**Source:**
TEXT - Fitch affirms Caisse des Depots et Consignations

(The following statement was released by the rating agency)
    Dec 28 - Fitch Ratings has affirmed Caisse des Depots et Consignations
(CDC)'s Long-term Issuer Default Rating (IDR) at 'AAA' and Short-term IDR at
'F1+'. The Outlook is Negative, mirroring that on the Republic of France's
Issuer Default Rating. A full list of rating actions is at the end of this
comment.

RATING RATIONALE

CDC's ratings are underpinned by the implicit solvency guarantee from the French
state ('AAA'/Negative/'F1+'), stemming from CDC's status as a special public 
agency and extending to all CDC's obligations. They also reflect CDC's strategic
importance as main manager of the regulated savings deposits collected by French
banks, administrator of several public pension schemes and the custody of legal 
professions deposits. 

CDC's legal status of "special agency" (etablissement special), fully state 
controlled, is unique in France. However, Fitch considers that CDC enjoys the 
same implicit solvency and liquidity guarantee as other French public agencies 
(etablissements publics), under Law 80-539. Consequently, its IDRs are aligned 
and move in tandem with those of the French sovereign. 

CDC's ratings also take into account its close monitoring by the French state, 
notably through its supervisory board. Although CDC is not a bank and therefore 
not subject to capital adequacy ratios, although the Prudential Control 
Authority, France's bank regulator gives its opinion of CDC's capital adequacy. 


CDC is entrusted with the management of most of the regulated savings deposits 
(notably Livret A) collected by French banks, administrates several public 
pension schemes and the deposits of legal professions. In addition, among its 
mandates, CDC is the institutional lender to Agence Centrale des Organismes de 
Securite Sociale (commercial paper and Euro CP rating 'F1+'), the French Social 
Security Agency. CDC is also France's leading long-term institutional investor, 
supporting economic development, and performs several other public-interest 
missions on behalf of the state.

CDC also operates competitive activities in sectors such as insurance - it has a
40% stake in CNP Assurances, France's largest life insurer- postal services - it
has a 26.3% in La Poste ('AA'/Negative/'F1+') - economic support with 50% stake 
in the newly created Public Investment bank (BPI), as well as in leisure, 
services, real estate and private equity, and through a large portfolio of 
listed French companies. At 31 December 2011, CDC had a consolidated asset base 
of EUR262.3bn, of which EUR209.3bn was securities.

CDC's results tend to be volatile, mainly due to its equity portfolio: Over 
2008-2011, CDC's net results were fluctuating from a EUR1.3bn consolidated net 
loss in 2008, turned to a consolidated net surplus of EUR3.2bn in 2010 -after a 
consolidated net surplus of EUR2.5bn in 2009-and a reduced consolidated net 
income of EUR980m in 2011 mainly due to Dexia's impairments. 

Fitch expects CDC's performance to remain fragile in 2012 amid a deteriorated 
credit and stock market environment and some changes in accounting perimeters, 
notably CDC's holding since 2012 of a majority share in Veolia Transdev.

**Problem:** Continue the Fitch statement above on Caisse des Depots et Consignations from its last sentence, keeping the same style.

**Entries provided:**
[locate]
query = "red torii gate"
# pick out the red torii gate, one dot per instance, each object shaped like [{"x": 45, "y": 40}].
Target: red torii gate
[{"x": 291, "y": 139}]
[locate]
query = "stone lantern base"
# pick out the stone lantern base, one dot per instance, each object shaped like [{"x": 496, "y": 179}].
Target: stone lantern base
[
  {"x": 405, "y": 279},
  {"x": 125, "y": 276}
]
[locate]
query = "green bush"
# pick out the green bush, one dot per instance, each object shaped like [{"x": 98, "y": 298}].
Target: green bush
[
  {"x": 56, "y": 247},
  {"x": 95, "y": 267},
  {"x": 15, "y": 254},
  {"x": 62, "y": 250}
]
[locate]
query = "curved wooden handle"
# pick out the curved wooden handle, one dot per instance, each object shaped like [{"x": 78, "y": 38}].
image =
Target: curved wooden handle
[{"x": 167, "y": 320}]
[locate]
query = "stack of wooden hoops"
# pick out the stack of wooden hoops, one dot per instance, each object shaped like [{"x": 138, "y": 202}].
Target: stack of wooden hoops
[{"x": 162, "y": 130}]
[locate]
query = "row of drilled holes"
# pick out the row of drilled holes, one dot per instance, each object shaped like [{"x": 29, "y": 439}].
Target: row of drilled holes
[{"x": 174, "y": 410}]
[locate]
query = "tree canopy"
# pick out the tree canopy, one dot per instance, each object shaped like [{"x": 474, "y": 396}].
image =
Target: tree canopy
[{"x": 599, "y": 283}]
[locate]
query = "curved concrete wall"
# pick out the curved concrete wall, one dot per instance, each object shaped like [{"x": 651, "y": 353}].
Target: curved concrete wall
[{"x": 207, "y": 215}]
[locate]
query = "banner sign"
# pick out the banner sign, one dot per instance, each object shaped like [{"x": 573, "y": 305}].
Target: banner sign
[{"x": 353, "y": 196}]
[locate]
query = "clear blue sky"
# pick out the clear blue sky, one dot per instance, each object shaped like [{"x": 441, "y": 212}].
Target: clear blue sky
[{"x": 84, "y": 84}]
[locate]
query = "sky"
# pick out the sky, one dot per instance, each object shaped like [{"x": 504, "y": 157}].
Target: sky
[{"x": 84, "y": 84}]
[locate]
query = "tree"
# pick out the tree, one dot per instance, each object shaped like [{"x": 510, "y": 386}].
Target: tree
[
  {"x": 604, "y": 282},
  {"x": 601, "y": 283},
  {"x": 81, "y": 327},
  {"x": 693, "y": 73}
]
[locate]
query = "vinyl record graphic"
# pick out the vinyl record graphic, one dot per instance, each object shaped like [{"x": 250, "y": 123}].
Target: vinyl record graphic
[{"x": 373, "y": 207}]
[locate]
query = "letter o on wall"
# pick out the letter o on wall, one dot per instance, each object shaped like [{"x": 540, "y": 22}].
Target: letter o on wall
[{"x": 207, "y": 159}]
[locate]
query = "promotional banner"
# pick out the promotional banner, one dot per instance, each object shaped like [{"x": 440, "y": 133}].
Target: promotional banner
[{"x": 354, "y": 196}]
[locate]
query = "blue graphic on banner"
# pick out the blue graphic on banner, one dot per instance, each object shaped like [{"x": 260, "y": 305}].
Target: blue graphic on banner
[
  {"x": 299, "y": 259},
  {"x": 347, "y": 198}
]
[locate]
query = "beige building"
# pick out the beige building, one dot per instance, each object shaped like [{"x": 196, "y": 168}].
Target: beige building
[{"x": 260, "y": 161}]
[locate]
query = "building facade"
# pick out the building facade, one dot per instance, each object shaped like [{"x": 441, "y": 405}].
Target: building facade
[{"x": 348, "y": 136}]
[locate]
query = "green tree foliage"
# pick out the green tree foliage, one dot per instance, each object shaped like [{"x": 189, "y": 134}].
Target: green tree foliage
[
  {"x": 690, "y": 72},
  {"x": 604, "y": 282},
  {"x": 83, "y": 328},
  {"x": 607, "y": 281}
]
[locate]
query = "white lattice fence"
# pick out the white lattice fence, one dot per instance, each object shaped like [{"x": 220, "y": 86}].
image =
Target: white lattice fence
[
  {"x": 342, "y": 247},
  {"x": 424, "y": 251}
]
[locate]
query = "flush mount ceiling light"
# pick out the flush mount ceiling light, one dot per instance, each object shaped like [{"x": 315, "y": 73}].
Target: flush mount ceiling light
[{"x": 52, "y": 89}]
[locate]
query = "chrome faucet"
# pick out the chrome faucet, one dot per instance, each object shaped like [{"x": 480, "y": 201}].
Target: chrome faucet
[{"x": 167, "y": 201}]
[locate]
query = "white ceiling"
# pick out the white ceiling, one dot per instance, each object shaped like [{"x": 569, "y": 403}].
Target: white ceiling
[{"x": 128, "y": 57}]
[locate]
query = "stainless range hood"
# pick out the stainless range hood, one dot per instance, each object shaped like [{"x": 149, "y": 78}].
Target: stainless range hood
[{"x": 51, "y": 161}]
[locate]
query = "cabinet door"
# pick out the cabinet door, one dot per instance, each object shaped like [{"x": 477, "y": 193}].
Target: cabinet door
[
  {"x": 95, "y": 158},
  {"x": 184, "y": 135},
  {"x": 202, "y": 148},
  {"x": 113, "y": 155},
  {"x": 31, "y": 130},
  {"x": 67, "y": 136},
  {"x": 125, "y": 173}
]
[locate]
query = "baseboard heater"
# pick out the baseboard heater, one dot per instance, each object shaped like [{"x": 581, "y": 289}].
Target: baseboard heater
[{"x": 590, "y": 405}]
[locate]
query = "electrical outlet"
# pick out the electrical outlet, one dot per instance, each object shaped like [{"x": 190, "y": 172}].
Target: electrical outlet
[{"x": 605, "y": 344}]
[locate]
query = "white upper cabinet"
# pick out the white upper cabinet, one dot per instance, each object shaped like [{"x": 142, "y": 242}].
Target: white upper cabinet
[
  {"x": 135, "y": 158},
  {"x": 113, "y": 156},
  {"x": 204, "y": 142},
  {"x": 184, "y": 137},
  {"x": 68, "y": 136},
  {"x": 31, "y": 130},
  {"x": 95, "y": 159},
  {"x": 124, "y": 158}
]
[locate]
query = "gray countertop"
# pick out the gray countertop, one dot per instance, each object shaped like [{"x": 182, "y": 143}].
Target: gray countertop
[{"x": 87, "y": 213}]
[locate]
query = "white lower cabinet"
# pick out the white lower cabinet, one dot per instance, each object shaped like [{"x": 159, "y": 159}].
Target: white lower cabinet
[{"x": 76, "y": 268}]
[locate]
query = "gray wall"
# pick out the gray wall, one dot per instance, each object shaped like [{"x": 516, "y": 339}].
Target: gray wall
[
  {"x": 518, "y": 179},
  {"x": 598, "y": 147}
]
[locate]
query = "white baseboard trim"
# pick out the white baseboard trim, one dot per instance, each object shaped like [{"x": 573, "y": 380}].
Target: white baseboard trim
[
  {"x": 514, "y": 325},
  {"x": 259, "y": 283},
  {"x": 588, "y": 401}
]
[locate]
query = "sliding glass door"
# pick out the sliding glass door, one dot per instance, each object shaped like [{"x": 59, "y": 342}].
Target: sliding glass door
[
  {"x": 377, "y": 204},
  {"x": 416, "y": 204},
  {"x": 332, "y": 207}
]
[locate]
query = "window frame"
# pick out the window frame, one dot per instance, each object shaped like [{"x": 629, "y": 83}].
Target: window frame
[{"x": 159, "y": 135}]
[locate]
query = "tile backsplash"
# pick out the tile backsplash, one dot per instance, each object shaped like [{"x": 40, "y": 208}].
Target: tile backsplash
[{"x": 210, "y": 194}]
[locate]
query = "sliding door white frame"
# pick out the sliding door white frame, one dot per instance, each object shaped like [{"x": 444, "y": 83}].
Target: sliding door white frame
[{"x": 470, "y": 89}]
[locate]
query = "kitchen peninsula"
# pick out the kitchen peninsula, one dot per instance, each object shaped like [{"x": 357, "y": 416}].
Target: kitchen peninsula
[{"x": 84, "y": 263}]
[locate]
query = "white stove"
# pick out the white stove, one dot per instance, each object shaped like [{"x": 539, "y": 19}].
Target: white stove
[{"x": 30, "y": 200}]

**Solved problem:**
CDC's liquidity is robust, thanks to (social accounts) reserves amounting to 
around EUR18.5bn and an outstanding of deposits of legal professions totalling 
around EUR36.7bn in Q312. Furthermore, CDC's liquidity needs are largely covered
through a EUR30bn global commercial paper programme, and a EUR20bn CD programme.
Moreover CDC Group's strong overall standalone liquidity at year-end 2011 was 
underpinned by the considerable EUR223bn funding collected on saving accounts 
(accounted in the Savings Funds section), and, lastly by its equity portfolio of
EUR12.5bn. 

OUTLOOK NEGATIVE

The Negative Outlook reflects the Outlook on France's sovereign ratings. 
Although highly unlikely, a change in CDC's legal framework and lower state 
support could trigger a downgrade. Any negative action on France's sovereign 
ratings would also be automatically reflected by CDC's ratings.

KEY ASSUMPTIONS AND SENSITIVITIES

CDC's ratings depend on those of France, which are based on some key assumptions
regarding macroeconomic and budgetary performance.

Fitch forecasts growth of 0.3% in 2013 and 1.1% in 2014 before the economy 
converges to an assumed medium-term trend rate of growth of 1.6% in 2016. This 
compares with the government forecast of 0.8% growth in 2013 rising to 2% from 
2014. 

Fitch expects general government gross debt (GGGD) to GDP to peak at 94% in 2014
and gradually decline thereafter to 89% by 2017 while the government projects a 
peak of 91.3% in 2013 declining to 82.9% by 2017.

France's rating also incorporates Fitch's assumption that the government will 
adhere to its commitments under the Stability and Growth Pact, Fiscal Compact 
and as set out in its Multiyear Public Financing Plan.

The rating is potentially sensitive to policy actions that would materially 
increase public debt and/or contingent liabilities as a result of state 
intervention in the domestic economy and industry.

A significant weakening of France's financial profile would likely undermine its
ability and willingness to provide support to its dependent entities. Therefore,
under Fitch's rating criteria on public sector entities outside the US, this 
could potentially justify a notching-down of CDC's ratings from those of France,
up to three notches.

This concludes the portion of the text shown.